§ CONSIGNES
(A) Traduisez en anglais la phrase suivante du texte sur Erwin Wurm : « Wurm, lui-même, a souvent utilisé son propre corps dans ses travaux, et une de ses plus récentes séries photographiques n'est constituée que d'autoportraits. »
(B) Répondez brièvement à partir du texte sur Erwin Wurm :
(i) Dans quel numéro de la revue Parachute le texte a-t-il paru, et en quelle année ?
(ii) Quels courants artistiques ont marqué le travail d'Erwin Wurm ?
(iii) Par quoi la figure et le corps humain ont-ils d'abord été évoqués ?

§ TEXTE À LIRE
»»

Erwin Wurm Revue Parachute
ERWIN WURM L'ART DU SOUPÇON
Elisabeth Wetterwald
In PARACHUTE n°105 – « autofictions » (2002)
Marqué par l'art minimal et l'art conceptuel, le travail d'Erwin Wurm, d'abord relativement immatériel, en tout cas désincarné, se présente comme la progressive et presque inexorable apparition de la figure humaine. D'abord évoqués par des vêtements vides, puis enfouis sous des vêtements, utilisés comme du matériel mouvant, la figure et le corps humain ont ensuite fait leur apparition pour constituer aujourd'hui les motifs essentiels de l'œuvre. Wurm, lui-même, a souvent utilisé son propre corps dans ses travaux, et une de ses plus récentes séries photographiques n'est constituée que d'autoportraits. Le corps est-il encore considéré comme matière sculpturale ou bien s'est-il entre temps chargé d'affects et d'une épaisseur psychologique qui lui étaient jusqu'alors refusés ? L'artiste s'est-il définitivement éloigne du radicalisme minimaliste pour nous livrer quelque chose de lui-même, de sa propre personnalité ? Ou bien, au contraire, joue-t-il avec les codes de représentation du moi pour montrer que ce dernier n'est que pure construction imaginaire ?

««

§ DONNÉES ENREGISTRÉES
»»

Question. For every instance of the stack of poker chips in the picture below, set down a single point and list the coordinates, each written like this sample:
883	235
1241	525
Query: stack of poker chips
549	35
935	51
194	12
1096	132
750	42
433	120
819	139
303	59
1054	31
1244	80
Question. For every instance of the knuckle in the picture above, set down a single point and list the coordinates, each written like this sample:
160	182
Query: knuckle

««

§ RÉPONSES DANS L'ORDRE
(A) Wurm himself has often used his own body in his work, and one of his most recent photographic series consists solely of self-portraits.

(B)
(i) Le n°105, intitulé « autofictions », paru en 2002.
(ii) L'art minimal et l'art conceptuel.
(iii) Par des vêtements vides.